(RECORDS SHOWN Opens)

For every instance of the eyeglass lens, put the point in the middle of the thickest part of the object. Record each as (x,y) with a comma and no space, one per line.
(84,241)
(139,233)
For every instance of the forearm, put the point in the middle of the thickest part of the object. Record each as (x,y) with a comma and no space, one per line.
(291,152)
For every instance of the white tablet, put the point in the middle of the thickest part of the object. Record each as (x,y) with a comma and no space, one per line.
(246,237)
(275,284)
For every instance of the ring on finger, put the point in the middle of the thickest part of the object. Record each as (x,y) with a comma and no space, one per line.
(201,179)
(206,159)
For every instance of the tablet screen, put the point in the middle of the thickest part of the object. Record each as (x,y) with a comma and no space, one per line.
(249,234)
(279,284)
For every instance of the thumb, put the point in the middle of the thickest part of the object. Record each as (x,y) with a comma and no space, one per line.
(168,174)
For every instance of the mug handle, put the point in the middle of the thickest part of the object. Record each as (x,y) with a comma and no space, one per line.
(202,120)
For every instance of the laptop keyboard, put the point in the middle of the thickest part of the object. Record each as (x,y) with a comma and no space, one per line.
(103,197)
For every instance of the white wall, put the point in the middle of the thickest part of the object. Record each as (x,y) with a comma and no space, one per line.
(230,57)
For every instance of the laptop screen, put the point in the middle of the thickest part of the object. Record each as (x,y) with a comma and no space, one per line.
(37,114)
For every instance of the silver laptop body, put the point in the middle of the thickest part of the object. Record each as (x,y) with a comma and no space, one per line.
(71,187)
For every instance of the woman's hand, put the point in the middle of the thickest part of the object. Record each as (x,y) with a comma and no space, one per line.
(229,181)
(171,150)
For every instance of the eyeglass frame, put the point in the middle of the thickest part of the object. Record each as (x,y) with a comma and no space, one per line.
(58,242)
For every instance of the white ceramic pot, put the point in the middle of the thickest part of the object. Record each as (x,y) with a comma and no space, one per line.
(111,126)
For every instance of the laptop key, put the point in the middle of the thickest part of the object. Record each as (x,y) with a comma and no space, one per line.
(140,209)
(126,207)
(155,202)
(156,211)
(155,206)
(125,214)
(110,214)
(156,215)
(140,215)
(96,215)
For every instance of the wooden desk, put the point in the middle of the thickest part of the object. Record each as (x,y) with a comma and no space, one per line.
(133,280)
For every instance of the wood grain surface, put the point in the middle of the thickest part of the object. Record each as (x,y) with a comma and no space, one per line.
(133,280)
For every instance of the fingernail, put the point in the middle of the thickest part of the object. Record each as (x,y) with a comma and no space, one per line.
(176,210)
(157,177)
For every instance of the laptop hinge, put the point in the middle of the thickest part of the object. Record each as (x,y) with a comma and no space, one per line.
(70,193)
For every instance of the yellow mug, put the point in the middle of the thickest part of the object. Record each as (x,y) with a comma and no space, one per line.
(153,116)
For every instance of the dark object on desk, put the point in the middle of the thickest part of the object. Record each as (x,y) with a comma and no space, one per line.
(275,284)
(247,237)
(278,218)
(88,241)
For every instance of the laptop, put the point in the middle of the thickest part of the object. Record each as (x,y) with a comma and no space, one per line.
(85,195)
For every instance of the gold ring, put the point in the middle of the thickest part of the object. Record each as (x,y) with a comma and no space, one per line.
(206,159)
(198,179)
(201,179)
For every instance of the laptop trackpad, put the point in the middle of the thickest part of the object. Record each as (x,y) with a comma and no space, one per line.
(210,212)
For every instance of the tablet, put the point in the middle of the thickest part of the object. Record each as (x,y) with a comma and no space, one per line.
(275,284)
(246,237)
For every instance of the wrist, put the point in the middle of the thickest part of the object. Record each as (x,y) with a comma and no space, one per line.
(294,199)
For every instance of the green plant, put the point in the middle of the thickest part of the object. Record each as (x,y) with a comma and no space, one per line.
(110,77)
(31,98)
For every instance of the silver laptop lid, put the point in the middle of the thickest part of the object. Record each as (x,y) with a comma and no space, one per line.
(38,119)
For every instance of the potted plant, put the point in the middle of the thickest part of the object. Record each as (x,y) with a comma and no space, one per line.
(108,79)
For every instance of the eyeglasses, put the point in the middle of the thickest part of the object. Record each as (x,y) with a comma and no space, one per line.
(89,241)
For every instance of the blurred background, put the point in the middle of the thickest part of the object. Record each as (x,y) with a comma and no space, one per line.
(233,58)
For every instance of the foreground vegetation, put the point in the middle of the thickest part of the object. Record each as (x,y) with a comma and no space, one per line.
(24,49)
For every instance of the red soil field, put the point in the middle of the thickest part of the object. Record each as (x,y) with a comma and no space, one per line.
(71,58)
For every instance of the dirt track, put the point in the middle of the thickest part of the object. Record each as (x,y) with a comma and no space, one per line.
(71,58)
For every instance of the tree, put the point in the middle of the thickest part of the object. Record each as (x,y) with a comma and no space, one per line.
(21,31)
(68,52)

(RECORDS SHOWN Closes)

→ **TASK OBJECTIVE**: Reproduce, with no other lines, the run of lines that begins with the one containing "For every instance of the tree, put" and ends with the last line of the material.

→ **SOLUTION TO THE EXERCISE**:
For every instance of the tree, put the point in the middle of the thickest part of the object. Record each as (x,y) with a comma and no space, one per line.
(21,31)
(68,52)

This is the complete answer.